Check your understanding
- A) Please answer these about the forum thread on setting up a 10-gallon planted tank, one line each:
(i) What lighting has MrPops already settled on?
(ii) What two practical options for carbon does Phil Edwards give?
(iii) Which plant does Phil Edwards name as the exception to getting much better results with gas than with Excel?
- B) Write the next part of the forum thread on setting up a 10-gallon planted tank, picking up after its final sentence.

Selected text
# Help needed to setup a 10g planted tank



## MrPops (Sep 23, 2005)

Hello everyone, I have been reading the forums trying to gather the information I need but I'm more confused than ever  So many things to consider!

So far I have figured out the following:

*Substrate:* Power sand special bottom layer and Aquasoil Amazonia S from ADG-ADA

*Lighting:* 1 X 40watt power compact square pin

I still need:

Filtration: I currently have a power filter mini but no bio-wheel. I'm looking into canister filters. Can somebody recommend one and tell me where to buy it? Also, what other accessories do I need and can I buy a complete package.

CO2: No idea, I read about so many different DYI, compressed systems but I'm still confused as to what I need, how much to pay, where to buy it, and how to set it up.

If anyone could tell me a nice setup list with sites to buy that would be great help!

Also, if I'm missing anything let me know please!


----------



## Phil Edwards (Jan 22, 2004)

Hello MrPops, welcome to APC.

I've been told that this filter works well for a 10g:
http://www.drsfostersmith.com/Product/Prod_Display.cfm?pcatid=11302&N=2006+22768

If you're good about keeping the water level as high as possible your power filter should work too although it's probably a little small.

You've got two practical options for carbon, pressurized CO2 or Seachem Excel. I didn't mention DIY yeast generators because I feel they're more trouble than they're worth, even for a small tank.

40 watts of PC lighting is a lot for a 10g tank so you'll need to have some sort of carbon supplimentation. If you're interested in growing stemplants I would recommend using a pressurized gas system. If you're more into ferns, anubias, crypts and sword plants Excel will be just fine for your needs. I've grown stems with Excel, but have had much better results with gas with the exception of Ammania, but that's too large for your tank anyway.

Stored data
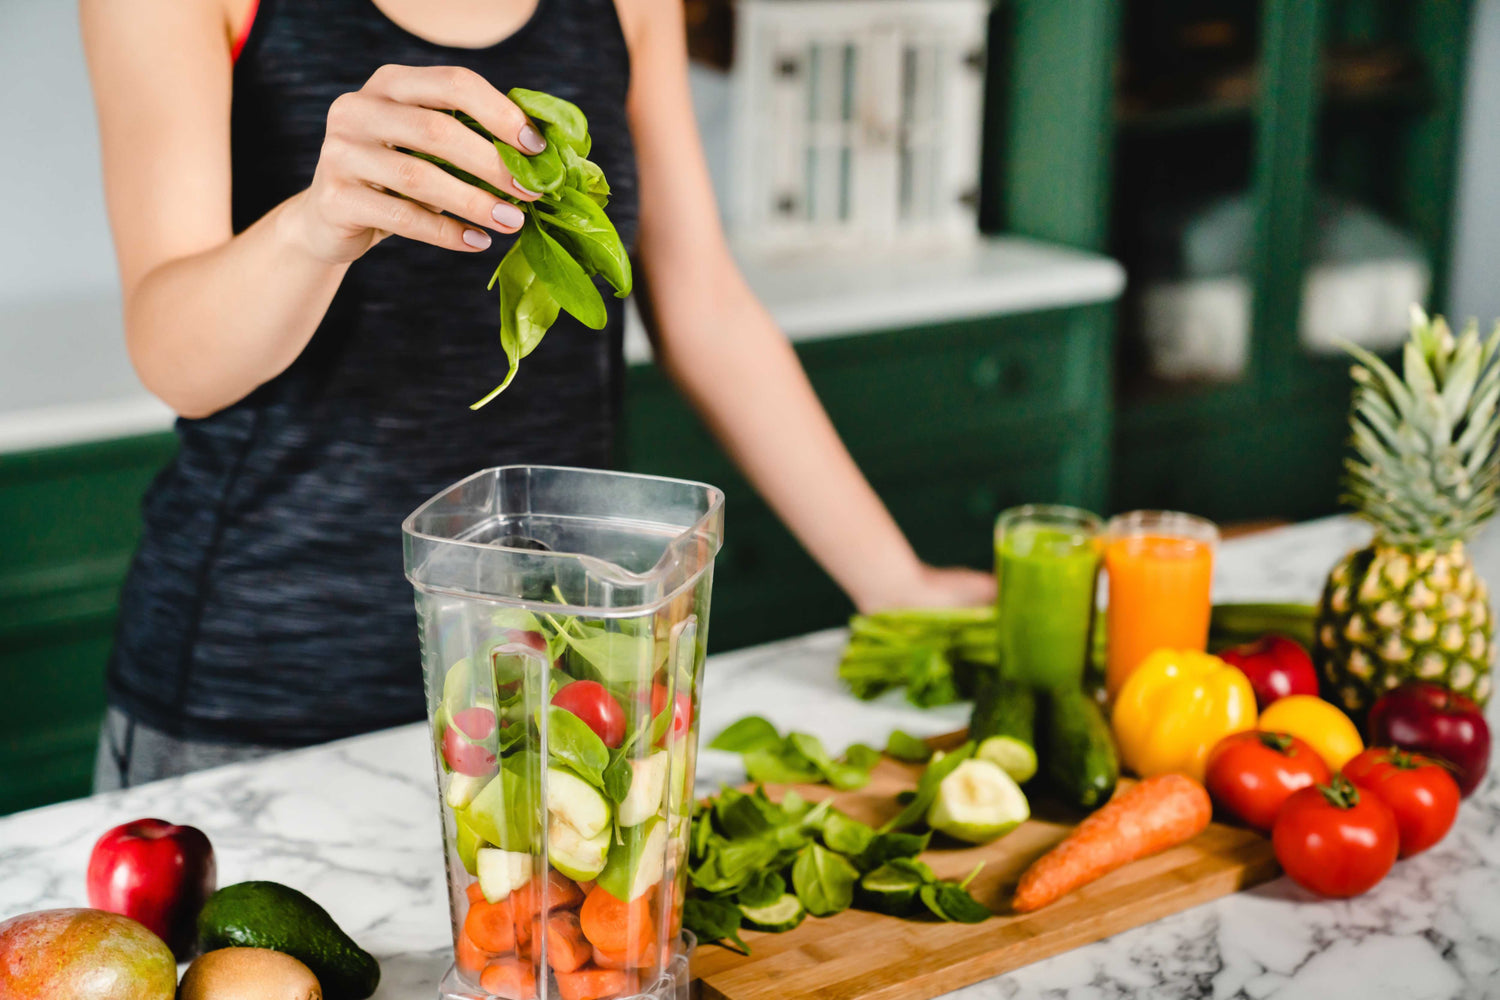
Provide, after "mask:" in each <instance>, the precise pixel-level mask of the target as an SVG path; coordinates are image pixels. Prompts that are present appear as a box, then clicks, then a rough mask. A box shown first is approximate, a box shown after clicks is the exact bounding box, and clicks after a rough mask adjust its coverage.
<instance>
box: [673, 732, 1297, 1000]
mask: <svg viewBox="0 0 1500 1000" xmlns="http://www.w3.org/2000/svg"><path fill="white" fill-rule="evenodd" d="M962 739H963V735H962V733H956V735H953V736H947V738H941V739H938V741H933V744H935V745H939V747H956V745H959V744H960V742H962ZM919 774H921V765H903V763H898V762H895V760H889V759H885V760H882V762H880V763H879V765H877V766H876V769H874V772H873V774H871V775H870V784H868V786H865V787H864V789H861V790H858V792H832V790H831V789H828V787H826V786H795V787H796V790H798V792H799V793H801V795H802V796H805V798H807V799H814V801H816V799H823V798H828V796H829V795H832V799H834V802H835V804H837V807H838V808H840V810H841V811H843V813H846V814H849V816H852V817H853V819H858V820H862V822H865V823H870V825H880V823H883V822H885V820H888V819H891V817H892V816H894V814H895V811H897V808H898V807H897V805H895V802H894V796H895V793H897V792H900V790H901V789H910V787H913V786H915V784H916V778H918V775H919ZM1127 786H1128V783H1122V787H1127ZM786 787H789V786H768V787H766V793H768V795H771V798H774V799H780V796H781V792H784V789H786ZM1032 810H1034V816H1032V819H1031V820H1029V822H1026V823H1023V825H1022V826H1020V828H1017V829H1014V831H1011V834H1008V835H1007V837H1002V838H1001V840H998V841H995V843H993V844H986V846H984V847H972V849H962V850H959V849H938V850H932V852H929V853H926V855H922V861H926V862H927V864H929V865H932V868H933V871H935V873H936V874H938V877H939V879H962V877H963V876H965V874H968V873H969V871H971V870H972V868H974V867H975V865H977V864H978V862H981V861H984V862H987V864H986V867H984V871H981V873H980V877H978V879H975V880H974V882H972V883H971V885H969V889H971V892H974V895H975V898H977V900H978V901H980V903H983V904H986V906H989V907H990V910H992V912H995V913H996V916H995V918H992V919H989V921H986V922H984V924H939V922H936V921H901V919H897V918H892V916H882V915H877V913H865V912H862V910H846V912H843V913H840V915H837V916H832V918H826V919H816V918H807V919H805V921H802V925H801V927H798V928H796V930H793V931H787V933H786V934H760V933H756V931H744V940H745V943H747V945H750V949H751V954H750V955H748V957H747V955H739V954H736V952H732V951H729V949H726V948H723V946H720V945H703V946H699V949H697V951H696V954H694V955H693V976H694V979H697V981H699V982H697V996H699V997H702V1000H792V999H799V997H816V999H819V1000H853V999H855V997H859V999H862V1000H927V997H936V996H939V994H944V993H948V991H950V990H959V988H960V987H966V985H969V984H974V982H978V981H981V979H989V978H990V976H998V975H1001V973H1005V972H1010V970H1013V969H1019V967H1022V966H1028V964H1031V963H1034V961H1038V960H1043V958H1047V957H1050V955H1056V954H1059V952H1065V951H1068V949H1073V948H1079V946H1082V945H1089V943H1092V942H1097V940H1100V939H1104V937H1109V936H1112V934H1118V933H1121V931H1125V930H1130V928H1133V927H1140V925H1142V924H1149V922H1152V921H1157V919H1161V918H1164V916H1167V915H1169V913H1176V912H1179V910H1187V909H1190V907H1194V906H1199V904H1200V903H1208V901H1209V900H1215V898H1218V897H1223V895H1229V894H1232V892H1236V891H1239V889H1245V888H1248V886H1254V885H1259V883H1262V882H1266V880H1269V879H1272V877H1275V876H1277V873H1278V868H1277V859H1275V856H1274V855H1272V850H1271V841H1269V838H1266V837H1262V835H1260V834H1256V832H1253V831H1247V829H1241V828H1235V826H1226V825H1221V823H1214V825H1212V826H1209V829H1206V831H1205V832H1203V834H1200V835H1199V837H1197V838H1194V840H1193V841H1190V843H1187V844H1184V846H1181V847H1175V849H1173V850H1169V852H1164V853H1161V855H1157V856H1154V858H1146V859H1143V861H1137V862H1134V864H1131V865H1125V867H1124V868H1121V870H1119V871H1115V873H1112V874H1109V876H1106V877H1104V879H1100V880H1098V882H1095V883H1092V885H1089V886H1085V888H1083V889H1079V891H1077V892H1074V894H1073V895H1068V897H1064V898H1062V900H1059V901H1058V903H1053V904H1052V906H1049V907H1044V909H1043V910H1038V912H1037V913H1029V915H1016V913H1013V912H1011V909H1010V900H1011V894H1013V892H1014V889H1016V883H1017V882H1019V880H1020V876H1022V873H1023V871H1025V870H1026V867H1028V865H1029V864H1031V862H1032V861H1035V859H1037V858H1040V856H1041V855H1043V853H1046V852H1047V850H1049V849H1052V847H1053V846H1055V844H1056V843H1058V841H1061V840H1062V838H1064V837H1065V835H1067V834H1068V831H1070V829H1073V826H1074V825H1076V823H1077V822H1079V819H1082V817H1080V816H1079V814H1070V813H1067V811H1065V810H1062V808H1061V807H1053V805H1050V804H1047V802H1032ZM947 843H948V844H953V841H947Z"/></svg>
==
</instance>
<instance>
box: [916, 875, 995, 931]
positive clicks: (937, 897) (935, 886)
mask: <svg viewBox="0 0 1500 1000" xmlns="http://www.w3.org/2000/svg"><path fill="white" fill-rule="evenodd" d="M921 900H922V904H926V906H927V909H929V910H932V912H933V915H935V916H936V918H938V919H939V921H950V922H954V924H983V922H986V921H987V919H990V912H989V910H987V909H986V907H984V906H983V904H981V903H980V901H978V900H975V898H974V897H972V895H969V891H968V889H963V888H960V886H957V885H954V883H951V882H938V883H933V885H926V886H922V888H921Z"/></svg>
==
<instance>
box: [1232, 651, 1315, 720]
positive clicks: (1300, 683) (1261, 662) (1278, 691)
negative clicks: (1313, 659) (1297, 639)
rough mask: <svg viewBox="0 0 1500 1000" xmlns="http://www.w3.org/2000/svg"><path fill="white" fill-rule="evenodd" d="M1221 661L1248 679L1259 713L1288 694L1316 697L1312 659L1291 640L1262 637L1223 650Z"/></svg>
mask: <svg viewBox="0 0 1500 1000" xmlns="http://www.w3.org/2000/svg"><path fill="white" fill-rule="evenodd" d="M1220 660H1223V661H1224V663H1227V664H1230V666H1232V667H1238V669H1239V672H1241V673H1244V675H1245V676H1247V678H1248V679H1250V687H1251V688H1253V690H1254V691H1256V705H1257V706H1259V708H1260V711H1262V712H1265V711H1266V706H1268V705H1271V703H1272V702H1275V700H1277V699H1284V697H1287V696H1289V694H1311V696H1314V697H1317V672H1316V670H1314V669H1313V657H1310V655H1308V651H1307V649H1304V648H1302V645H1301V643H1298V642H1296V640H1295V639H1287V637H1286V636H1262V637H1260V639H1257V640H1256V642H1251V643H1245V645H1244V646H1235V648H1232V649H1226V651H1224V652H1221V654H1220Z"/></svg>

Responses to the tasks
- A)
(i) 1 X 40watt power compact square pin
(ii) Pressurized CO2 or Seachem Excel
(iii) Ammania

- B)
www.aquabuys.com has decent CO2 hardware for a good price. If you're up for some searching and a little DIY work search out your local Clippard distributor/retailer and get one of their needlevalves.

http://www.clippard.com/store/display.asp?dept_id=161&levels=1

Local welding or homebrew supply companies will sell dual stage CO2 regulators for a good price. If you want to get a little fancier, check out getting a solenoid valve to syncronize CO2 injection to your lights on/off period.

Fertilizers: Check out Greg Watson's site, he's got any kind of fertilizer chemical you might need.

Regards,
Phil


----------



## SnyperP (Dec 10, 2004)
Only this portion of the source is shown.